PROMPT ▸ Quote, without any change, the line that contains "moth forewing, one" and all lines that follow it to the end of the data below.

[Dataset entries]
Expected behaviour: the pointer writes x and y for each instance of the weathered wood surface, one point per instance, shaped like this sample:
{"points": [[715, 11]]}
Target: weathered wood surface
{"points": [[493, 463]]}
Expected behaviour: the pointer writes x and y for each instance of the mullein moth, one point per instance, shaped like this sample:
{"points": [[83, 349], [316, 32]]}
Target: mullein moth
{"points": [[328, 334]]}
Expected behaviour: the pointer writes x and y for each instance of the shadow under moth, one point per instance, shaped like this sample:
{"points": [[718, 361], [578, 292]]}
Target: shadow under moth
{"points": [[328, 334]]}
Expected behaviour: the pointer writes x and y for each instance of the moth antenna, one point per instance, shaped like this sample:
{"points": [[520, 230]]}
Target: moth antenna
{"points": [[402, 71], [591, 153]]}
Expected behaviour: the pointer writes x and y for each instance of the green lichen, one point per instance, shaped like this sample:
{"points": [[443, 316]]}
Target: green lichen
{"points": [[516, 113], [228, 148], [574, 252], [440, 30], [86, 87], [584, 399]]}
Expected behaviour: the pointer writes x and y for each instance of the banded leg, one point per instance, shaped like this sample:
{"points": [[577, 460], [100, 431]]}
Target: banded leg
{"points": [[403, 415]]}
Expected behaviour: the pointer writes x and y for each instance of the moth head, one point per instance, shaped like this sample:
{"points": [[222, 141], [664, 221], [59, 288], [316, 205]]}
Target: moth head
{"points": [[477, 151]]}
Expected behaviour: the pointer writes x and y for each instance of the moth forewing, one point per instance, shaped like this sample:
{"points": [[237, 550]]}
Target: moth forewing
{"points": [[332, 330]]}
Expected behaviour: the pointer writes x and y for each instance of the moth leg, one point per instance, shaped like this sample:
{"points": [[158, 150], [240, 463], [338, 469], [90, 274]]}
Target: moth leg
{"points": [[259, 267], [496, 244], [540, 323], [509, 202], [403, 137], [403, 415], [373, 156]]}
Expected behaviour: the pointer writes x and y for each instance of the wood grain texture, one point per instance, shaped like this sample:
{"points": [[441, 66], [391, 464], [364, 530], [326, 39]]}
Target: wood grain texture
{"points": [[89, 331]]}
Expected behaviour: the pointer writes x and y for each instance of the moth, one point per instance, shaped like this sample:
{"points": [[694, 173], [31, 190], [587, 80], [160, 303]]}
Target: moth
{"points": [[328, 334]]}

REPLY ▸
Expected behaviour: the pointer writes x and y for each instance of the moth forewing, one point per instance, shaped like this sample:
{"points": [[237, 550]]}
Target: moth forewing
{"points": [[332, 330]]}
Expected behaviour: the pointer writes x and y for each instance of the moth leg, one point per instance, shaped like this sample:
{"points": [[158, 150], [240, 463], [338, 469], [90, 274]]}
Target: moth leg
{"points": [[259, 267], [496, 244], [540, 323], [509, 202], [403, 137], [403, 415], [373, 156]]}
Expected behaviour: the pointer writes x and y for each instance of the wood grain texture, one point per instance, shaped like this sample:
{"points": [[441, 66], [391, 464], [364, 530], [326, 39]]}
Target: wood grain texture
{"points": [[89, 331]]}
Expected behaviour: the pointer writes x and y for each instance of the moth, one point per instance, shaped like this sample:
{"points": [[694, 173], [31, 190], [587, 80], [160, 303]]}
Target: moth
{"points": [[328, 334]]}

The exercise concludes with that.